+++ Material to process +++

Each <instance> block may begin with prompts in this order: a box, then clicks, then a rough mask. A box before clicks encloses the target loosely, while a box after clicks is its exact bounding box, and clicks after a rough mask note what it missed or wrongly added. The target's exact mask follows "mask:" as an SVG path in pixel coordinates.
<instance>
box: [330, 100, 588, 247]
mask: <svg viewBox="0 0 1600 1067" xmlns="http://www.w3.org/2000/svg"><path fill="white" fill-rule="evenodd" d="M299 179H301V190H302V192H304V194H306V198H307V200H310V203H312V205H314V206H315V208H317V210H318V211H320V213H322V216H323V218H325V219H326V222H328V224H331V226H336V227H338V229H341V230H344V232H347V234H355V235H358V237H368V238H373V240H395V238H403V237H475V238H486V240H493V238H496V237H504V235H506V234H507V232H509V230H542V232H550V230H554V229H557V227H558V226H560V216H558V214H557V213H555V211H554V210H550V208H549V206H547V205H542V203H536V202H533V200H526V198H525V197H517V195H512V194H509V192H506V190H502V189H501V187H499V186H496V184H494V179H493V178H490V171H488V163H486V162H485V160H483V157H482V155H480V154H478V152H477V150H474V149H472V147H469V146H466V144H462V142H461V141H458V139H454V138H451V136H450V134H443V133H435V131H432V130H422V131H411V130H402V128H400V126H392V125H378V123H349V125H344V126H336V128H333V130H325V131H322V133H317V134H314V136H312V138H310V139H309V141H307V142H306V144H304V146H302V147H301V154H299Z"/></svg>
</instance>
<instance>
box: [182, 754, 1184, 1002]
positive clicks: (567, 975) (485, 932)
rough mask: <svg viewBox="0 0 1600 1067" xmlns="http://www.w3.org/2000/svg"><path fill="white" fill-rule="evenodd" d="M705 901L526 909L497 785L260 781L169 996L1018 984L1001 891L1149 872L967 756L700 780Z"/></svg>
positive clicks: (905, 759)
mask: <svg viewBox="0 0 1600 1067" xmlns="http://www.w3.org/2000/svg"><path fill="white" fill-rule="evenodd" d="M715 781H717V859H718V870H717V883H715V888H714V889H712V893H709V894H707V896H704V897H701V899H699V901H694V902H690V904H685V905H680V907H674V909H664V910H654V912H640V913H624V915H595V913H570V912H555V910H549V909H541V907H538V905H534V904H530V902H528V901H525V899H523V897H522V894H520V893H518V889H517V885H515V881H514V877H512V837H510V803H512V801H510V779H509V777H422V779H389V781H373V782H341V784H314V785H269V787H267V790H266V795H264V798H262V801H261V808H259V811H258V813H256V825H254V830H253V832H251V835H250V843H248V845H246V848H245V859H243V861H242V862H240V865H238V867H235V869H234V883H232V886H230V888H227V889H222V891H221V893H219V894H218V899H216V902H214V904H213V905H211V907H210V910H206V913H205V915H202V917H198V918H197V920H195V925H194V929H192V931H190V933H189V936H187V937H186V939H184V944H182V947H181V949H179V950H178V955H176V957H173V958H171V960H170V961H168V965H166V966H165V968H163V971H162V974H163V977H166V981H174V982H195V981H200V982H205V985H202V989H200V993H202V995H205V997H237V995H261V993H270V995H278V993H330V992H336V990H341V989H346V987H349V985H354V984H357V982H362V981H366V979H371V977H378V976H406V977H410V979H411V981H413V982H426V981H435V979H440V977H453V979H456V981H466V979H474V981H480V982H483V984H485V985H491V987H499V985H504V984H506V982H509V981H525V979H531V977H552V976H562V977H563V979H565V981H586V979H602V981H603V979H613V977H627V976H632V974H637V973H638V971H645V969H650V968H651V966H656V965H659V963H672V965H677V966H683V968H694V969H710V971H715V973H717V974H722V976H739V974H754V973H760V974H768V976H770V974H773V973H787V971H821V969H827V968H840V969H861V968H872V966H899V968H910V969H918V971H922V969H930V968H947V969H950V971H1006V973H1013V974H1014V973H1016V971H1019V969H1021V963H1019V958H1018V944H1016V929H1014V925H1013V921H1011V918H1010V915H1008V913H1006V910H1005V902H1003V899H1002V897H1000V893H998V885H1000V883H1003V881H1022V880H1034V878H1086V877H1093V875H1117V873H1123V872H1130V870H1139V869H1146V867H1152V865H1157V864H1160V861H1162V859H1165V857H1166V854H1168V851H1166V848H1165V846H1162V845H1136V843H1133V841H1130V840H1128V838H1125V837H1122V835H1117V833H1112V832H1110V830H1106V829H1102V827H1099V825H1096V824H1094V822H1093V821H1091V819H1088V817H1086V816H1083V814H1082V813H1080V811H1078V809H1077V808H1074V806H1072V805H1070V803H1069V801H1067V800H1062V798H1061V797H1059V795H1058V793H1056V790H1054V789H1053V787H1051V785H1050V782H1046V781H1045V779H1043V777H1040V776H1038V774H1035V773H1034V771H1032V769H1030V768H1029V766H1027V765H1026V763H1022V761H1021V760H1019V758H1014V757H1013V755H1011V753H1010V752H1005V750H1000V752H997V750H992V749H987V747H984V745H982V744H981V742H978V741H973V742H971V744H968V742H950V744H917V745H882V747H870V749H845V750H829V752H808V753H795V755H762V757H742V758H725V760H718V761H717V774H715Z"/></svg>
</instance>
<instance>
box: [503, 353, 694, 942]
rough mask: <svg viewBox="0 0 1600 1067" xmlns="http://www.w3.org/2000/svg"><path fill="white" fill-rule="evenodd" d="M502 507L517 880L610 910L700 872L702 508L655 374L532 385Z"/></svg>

+++

(Task directions):
The line containing "box: [503, 353, 694, 942]" and each line after it through the end of the listing above must be printed exactly, with nothing added.

(Solution to this task):
box: [503, 353, 694, 942]
rough mask: <svg viewBox="0 0 1600 1067" xmlns="http://www.w3.org/2000/svg"><path fill="white" fill-rule="evenodd" d="M502 507L517 880L610 910L700 872L702 508L655 374L532 385Z"/></svg>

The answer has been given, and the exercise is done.